Having mediated thousands of divorces I have acquired some knowledge over the years of what acts and omissions reliably contribute to divorce.

I have also learned that marriages generally don't break over a specific event but rather erode over time as spouses fail to feed the marriage what it needs to thrive. I also know that most divorces are expensive and that is common for each lawyer to ask for a retainer of $3,000 to $5,000. So this post is designed to help you finance your divorce gradually as you engage in those behaviors that slowly damage and eventually destroy your marriage.

Here is what you should do. First, buy a good size piggy bank. Every time you commit one of the acts listed below, or anytime your spouse commits one, you deposit the required amount in your piggy bank.

This way, by the time you need a retainer you will have saved it. You will want to count the money in your piggy bank once a year because it may serve as a guide to how close you are to divorce.

Be sure to share this data with your spouse.

  • Go to bed angry with your spouse. $3.
  • Spend an entire day without expressing affection or praising your spouse. $3.
  • Make a sarcastic comment to your spouse. $5.
  • Raise your voice in anger to your spouse. $3.
  • Do the above and fail to apologize. $5.
  • Dismiss as unimportant an issue raised by your spouse. $7.
  • Install a TV in the kitchen. $20.
  • Watch TV while eating together. $10.

################

- [Exercise 1]
Echo the passage of the post on financing a divorce that begins with the words containing "Here is what" and ends with "to your spouse. $3.".
The records that follow are unrelated to the post on financing a divorce.

Items drawn from a data source:
################

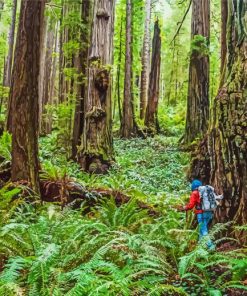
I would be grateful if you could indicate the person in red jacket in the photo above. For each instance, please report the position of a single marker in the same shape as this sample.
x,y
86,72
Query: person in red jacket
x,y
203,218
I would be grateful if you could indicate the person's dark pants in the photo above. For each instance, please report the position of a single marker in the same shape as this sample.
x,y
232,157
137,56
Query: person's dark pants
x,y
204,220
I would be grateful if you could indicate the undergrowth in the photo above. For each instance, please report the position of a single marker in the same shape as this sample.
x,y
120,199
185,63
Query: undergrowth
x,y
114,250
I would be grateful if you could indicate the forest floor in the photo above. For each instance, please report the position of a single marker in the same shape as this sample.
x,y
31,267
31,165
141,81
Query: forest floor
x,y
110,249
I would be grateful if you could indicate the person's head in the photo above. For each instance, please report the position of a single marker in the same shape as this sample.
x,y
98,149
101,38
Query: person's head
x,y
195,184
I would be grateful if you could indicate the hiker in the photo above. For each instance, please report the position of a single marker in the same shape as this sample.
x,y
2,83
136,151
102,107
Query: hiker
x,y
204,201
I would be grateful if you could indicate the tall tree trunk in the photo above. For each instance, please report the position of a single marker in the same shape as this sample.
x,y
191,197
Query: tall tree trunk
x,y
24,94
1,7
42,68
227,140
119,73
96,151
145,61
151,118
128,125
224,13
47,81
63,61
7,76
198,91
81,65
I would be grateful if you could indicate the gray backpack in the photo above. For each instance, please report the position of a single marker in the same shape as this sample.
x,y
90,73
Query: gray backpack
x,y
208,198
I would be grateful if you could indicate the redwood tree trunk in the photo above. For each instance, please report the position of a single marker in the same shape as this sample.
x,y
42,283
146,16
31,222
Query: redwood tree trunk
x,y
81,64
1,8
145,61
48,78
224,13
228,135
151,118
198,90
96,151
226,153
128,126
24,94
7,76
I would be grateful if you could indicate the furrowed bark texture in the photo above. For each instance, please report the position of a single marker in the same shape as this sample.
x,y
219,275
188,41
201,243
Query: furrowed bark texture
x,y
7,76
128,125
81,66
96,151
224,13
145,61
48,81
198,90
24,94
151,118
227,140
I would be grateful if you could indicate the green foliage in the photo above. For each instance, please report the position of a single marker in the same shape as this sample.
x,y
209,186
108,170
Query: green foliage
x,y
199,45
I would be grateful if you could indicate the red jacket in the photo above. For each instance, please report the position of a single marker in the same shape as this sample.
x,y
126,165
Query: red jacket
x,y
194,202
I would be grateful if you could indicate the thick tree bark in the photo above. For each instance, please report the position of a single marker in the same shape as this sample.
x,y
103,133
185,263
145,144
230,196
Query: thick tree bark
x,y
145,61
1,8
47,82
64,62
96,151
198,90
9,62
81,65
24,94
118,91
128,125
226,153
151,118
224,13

################

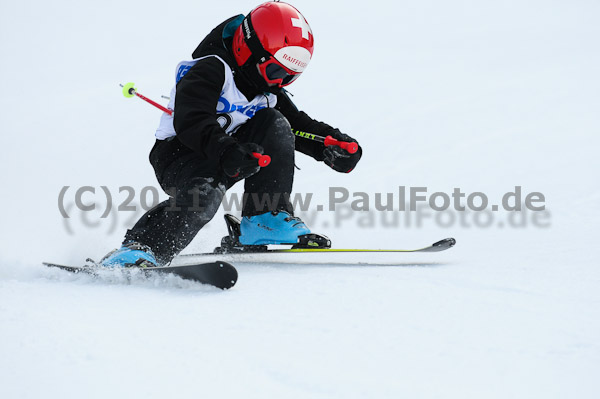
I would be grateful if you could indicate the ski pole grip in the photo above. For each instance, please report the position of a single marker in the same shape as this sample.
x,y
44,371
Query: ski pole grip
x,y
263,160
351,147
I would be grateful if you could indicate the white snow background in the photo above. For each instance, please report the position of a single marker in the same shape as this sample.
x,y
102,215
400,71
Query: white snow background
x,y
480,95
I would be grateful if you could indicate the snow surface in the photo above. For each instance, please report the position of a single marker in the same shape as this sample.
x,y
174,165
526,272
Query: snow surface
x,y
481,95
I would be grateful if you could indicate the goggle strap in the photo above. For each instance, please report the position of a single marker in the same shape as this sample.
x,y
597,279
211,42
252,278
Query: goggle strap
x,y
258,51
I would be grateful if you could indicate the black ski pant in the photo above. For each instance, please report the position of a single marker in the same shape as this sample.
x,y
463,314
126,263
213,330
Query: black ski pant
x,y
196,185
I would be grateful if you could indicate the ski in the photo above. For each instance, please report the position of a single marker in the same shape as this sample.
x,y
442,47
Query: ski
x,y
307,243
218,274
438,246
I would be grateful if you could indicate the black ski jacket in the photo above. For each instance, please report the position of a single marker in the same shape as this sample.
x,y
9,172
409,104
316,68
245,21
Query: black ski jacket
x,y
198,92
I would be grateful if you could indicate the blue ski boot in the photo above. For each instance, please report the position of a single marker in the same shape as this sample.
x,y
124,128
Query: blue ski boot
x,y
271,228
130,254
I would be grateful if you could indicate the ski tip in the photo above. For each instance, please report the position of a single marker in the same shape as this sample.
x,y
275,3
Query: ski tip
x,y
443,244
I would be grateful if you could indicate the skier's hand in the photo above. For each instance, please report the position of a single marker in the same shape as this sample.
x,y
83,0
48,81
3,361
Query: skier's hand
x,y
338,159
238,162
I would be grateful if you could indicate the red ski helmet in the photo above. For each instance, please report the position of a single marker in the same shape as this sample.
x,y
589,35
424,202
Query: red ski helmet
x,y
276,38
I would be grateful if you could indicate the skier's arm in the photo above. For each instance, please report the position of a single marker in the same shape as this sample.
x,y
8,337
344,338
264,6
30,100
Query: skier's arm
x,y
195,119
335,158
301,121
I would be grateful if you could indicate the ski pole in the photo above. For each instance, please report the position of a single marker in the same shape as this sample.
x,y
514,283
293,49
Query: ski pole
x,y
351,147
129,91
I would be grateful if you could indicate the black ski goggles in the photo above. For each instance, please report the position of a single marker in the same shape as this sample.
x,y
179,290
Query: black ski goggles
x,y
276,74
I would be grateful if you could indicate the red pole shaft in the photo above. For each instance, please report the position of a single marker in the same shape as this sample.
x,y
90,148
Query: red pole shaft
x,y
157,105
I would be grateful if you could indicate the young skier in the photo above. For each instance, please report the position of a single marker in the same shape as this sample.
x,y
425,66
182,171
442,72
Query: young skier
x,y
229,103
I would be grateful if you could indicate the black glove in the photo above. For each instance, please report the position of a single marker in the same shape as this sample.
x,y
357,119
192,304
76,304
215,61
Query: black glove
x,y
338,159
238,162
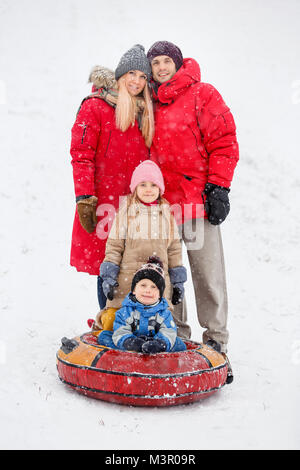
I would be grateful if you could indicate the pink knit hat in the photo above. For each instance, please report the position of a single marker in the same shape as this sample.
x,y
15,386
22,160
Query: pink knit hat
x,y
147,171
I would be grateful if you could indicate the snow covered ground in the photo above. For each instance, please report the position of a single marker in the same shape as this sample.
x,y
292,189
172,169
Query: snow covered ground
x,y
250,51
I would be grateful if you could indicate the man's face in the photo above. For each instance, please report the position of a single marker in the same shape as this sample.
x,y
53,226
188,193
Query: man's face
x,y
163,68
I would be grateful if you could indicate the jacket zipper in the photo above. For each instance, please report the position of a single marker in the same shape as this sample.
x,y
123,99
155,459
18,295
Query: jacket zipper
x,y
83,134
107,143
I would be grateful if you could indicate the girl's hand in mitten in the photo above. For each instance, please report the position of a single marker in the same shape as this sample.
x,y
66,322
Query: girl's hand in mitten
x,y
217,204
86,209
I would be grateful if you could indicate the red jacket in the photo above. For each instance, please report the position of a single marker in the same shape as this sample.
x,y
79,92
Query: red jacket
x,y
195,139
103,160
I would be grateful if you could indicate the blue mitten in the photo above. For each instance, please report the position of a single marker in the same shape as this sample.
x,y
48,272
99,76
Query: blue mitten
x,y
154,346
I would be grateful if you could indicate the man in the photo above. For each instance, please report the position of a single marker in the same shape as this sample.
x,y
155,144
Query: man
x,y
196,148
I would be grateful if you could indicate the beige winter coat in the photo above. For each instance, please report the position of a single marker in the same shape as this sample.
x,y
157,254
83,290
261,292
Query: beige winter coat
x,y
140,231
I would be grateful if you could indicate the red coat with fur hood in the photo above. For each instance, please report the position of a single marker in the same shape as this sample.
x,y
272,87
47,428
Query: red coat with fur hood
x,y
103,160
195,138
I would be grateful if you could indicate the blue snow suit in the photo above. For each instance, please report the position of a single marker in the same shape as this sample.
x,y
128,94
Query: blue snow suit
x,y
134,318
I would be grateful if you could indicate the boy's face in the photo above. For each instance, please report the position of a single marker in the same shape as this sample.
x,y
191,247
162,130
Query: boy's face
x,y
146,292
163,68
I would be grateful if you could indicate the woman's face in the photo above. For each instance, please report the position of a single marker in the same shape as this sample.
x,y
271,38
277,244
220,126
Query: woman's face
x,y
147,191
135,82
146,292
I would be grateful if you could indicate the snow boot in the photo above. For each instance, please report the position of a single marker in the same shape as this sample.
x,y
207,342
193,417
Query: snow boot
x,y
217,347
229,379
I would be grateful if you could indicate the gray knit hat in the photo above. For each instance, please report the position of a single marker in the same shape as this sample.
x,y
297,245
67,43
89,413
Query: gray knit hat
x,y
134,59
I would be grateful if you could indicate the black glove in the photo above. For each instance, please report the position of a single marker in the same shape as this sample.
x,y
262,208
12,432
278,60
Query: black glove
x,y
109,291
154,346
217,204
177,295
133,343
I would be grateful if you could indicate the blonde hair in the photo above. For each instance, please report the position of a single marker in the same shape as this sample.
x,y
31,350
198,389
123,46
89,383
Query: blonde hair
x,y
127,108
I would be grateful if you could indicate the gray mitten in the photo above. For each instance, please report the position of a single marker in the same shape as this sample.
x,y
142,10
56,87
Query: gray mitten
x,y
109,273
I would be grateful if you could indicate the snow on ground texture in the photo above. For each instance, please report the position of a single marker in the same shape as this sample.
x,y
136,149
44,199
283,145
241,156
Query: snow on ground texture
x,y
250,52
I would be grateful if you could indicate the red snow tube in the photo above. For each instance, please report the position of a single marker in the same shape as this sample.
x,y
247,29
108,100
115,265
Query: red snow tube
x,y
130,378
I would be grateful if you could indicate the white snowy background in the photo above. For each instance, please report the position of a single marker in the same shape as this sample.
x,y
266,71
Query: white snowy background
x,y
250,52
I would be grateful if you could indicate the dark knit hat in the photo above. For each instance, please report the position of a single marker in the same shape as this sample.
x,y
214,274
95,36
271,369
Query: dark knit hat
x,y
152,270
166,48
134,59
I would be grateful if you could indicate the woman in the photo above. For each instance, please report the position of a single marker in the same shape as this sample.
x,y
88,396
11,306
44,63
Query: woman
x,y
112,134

################

- [Exercise 2]
Identify each line in the records that contains the string "tube", and copy those lines.

- [Response 1]
Here is what you should do. First, buy a good size piggy bank. Every time you commit one of the acts listed below, or anytime your spouse commits one, you deposit the required amount in your piggy bank.

This way, by the time you need a retainer you will have saved it. You will want to count the money in your piggy bank once a year because it may serve as a guide to how close you are to divorce.

Be sure to share this data with your spouse.

  • Go to bed angry with your spouse. $3.
  • Spend an entire day without expressing affection or praising your spouse. $3.
  • Make a sarcastic comment to your spouse. $5.
  • Raise your voice in anger to your spouse. $3.

- [Response 2]
I would be grateful if you could indicate the red snow tube in the photo above. For each instance, please report the position of a single marker in the same shape as this sample.
Query: red snow tube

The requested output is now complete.